→ **TEXTAUSZUG**
########################################

Krukh – Безглуздість!
Lange hat es gedauert, bis Markov Soroka und Leadgitarrist Nizam Salimbayev mit Schlagzeuger Shawn Eldridge den multikulturellen Schmelztiegel mit Migrationshintergrund namens Krukh tatsächlich zum Leben erweckt haben. Mit Безглуздість! – Absurdity! – hat sich allerdings ein verführerisch kasteiendes Atmospheric Black Metal-Unwetter angebraut.
Zusammen gefunden haben der Ukrainer Soroka und Usbeke Salimbayev schließlich bereits vor einigen Jahren in St. Louis: „Nizam and I met each other and bonded over the fact that we were both strangers in a strange land, speaking Ukrainian, Russian, and English, trying to make our way. We just happened to both have an interest in black metal. We always knew we would work together on something, but it took an incredibly difficult and depressing winter of 2015 for us to finally be motivated enough to make something out of all of it. The result is an existential soundscape with which we make our mark with.“
Allerdings kann man die lange Wartezeit auf Безглуздість! nun allerdings wohl auch dem enormen Tatendrang von Soroka zuschreiben – neben Veröffentlichungen als Aureole, Drown oder Slow hat schließlich nicht zuletzt das 2017er-Meisterwerk Tchornobog enorm viel Aufmerksamkeit beansprucht. Insofern ist es nun allerdings auch beeindruckend, dass Soroka als Mastermind für Krukh nun wieder eine eigene Stimme und Ausdrucksform gefunden hat, die sich im absatzlosen Wechsel zwischen Ukrainisch, Russisch und Englisch kraftvoll vom rauschenden Caverncore in den aus dem hall packenden Black Metal absetzt, auch darüber hinauswandert – vor allem aber wieder ein intensives Gespür für Dynamiken und beklemmende Atmosphären pflegt.

########################################

→ **ROHDATEN**
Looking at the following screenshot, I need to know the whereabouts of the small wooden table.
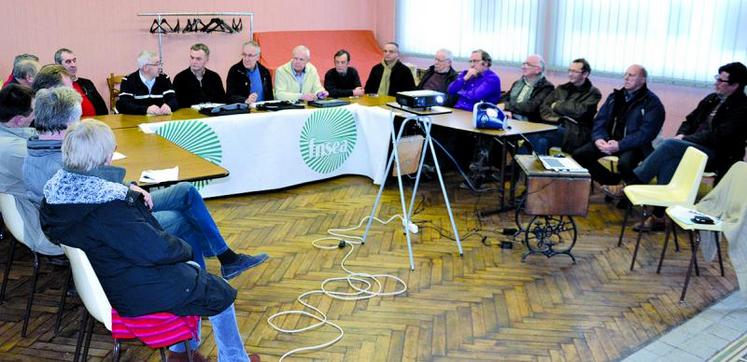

########################################

→ **ZU ERLEDIGEN**
**a.** Stimmen die folgenden Aussagen mit dem Text über Krukh überein? Antworte jeweils mit Ja oder Nein und zitiere die entscheidenden Worte wörtlich.
(i) Soroka stammt aus der Ukraine, Salimbayev aus Usbekistan.
(ii) Tchornobog erschien im Jahr 2019.
(iii) Soroka und Salimbayev lernten sich in St. Louis kennen.
**b.** Bitte schreibe den Text über Krukh im Anschluss an seinen letzten Satz weiter.
Das Material steht für sich und gehört nicht zum Text über Krukh.

→ **ERGEBNISSE IN REIHENFOLGE**
**a.**
(i) Ja: „der Ukrainer Soroka und Usbeke Salimbayev“
(ii) Nein: „das 2017er-Meisterwerk Tchornobog“
(iii) Ja: „Zusammen gefunden haben der Ukrainer Soroka und Usbeke Salimbayev schließlich bereits vor einigen Jahren in St. Louis“

**b.**
Der Einstieg in den eröffnenden Titelsong ist dementsprechend rauh, kalt und harsch. Das grandiose Schlagzeugspiel von Shawn Eldridge (Death Fortress, Ruinous) drängt sich schon hier in den Fokus, bleibt aber primär stets absolut zweckdienlich. Die Gitarrenarbeit von Salimbayev tendiert stets zum Hymnischen, die Growls drangsalieren irgendwo zwischen Aureola und Tchornobogg, hofieren aber eine eigene Bösartigkeit. Das Songwriting windet sich unberechenbar und trotzdem unmittelbar zwingend, entwickelt ein rasendes Ungetüm, leidend und gnadenlos, beklemmend. Immer wieder droht die Stimme von Soroka hinter dem kraftvollen Sound zu ertrinken, dann wieder packt sie das Geschehen mit Reißzähnen.
Wie stimmig dabei jedes Element dieses finsteren Kaleidoskops ineinander greift, wie bedrohlich die dabei erzeugte profane Schönheit ist, und wie sehr die Platte ohnedies von einer homogenen Zusammenführung der Gegensätze lebt, sind dann einige der unerbittlichen Stärken von Krukh, die sich vielleicht insofern auch ganz wunderbar im Artwork von Karmazid widerspiegelt.
Бесмысленность öffnet den Raum danach noch weiter, drosselt das Tempo teilweise und lässt den dumpfen Bass manövrieren. Zur Mitte hin bremst sich die Nummer gar zu einer im Midtempo die Nackenmuskulatur beanspruchenden Riffkaskade, hinter der das Kopfkino gesampelte Szenen einer sich aufbauschenden Revolution zeichnet. Eldrige eskaliert, ohne den Dienst der Sache zu vernachlässigen, malträtiert die Ausstrahlung von Безглуздість! bereits hier zum homogenen Kontext.
Doch erst danach verschmilzt das Amalgam von Krukh auch strukturell zu einem in sich geschlossenen Fluss, eingeleitet vom melancholischen Geplänkel von Bтрачений. Regengeplätscher wird von Kirchenglocken in der Ferne einkleidet – das die Gedanken schweifen lassendes Ambient-Interlude destilliert, wie großartig die Band im Beschwören von imaginativer Dichte ist, selbst an sich klischeehafte Szenarion klaustrophobisch fesselnd aufbereitet.
Auch gibt es in weiterer Folge keine Nahtstellen zur malmende Melange aus Doom und Sludge von Горесть, die später doch noch infernal durch vielschichtige Texturen zu galoppieren beginnt. Eine sich transzendent in die hypnotisch-rauschhaften Trance steigernde Stimmung entsteht, die den Rahmen zurück zum Wolkenbruch spannt und seinen Kadaver im cineastischen Drone durch die Nacht schleppt.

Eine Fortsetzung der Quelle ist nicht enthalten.